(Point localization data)
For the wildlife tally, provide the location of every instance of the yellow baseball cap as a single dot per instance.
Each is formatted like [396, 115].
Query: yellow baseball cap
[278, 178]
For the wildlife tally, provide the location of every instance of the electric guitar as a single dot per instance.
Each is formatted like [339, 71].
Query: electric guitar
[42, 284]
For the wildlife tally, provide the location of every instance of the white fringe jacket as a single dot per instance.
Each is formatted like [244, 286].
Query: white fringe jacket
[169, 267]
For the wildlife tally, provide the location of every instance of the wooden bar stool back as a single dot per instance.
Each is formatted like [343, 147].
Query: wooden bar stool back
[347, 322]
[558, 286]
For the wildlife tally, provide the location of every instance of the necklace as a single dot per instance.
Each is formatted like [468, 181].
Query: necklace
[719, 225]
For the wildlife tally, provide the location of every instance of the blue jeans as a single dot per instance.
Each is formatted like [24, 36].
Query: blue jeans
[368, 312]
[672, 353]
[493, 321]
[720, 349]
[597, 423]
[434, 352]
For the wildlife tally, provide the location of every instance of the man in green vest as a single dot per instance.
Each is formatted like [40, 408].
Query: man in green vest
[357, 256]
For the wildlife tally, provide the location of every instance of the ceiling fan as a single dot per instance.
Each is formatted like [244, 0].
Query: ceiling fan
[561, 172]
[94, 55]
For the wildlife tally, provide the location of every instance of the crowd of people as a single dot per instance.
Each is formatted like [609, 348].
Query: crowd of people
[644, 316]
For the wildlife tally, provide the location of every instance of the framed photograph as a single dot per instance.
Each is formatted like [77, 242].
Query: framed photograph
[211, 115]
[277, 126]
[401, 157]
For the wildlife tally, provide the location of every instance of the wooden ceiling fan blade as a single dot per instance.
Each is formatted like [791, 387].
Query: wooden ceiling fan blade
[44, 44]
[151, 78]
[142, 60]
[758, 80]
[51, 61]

WHAT YOU HAVE TO DO:
Send back an exact copy of only the lines from the line with "Each is formatted like [77, 242]." up to and including the line with "Each is formatted like [791, 387]." in the data above.

OUTPUT BELOW:
Each is formatted like [77, 242].
Query: framed photograph
[211, 115]
[277, 126]
[401, 157]
For the wildlife tally, provide the location of every instance of the wooden ceiling fan blade as a single dot per instance.
Each is formatted like [791, 387].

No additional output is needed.